Data items:
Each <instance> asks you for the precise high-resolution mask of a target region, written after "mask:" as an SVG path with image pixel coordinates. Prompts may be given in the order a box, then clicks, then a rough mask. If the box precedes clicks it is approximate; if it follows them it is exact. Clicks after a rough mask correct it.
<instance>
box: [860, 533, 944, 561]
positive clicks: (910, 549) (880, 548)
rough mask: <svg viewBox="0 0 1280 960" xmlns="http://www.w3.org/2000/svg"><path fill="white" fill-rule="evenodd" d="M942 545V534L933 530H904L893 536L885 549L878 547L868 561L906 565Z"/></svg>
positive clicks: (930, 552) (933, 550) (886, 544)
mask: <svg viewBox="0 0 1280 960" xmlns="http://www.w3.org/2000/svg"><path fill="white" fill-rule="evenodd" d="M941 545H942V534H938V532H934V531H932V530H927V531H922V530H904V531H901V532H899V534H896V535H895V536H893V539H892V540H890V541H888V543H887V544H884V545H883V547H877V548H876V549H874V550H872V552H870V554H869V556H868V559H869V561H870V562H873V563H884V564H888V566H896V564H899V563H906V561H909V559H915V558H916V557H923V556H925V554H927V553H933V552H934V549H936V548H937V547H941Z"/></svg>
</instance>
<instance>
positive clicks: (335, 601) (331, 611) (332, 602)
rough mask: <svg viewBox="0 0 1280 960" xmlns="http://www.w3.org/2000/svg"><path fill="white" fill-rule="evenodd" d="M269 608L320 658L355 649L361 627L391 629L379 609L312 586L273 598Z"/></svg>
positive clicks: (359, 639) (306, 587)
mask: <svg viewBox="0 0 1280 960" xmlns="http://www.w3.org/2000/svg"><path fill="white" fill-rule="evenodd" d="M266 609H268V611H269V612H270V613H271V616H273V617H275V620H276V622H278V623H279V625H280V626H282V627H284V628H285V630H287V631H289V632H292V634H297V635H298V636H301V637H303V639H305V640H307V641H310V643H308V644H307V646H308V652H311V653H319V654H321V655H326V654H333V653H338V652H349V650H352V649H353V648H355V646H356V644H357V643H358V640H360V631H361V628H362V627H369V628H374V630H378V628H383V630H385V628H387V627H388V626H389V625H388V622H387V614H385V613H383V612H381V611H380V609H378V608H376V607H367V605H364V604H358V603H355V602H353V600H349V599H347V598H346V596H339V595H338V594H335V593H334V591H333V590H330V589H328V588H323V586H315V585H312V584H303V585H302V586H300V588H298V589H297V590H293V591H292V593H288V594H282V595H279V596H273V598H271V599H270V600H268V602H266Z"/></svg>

**WHAT THIS TASK INVOLVES:**
Return the lines of the material starting at the line that contains "</instance>" and ending with the line that contains "positive clicks: (359, 639) (306, 587)", both included, copied exactly.

**ANSWER FOR THIS EXERCISE:**
</instance>
<instance>
positive clicks: (335, 601) (331, 611) (332, 602)
rough mask: <svg viewBox="0 0 1280 960" xmlns="http://www.w3.org/2000/svg"><path fill="white" fill-rule="evenodd" d="M269 608L320 658L355 649L361 627L391 629L379 609L312 586L273 598Z"/></svg>
positive clicks: (359, 639) (306, 587)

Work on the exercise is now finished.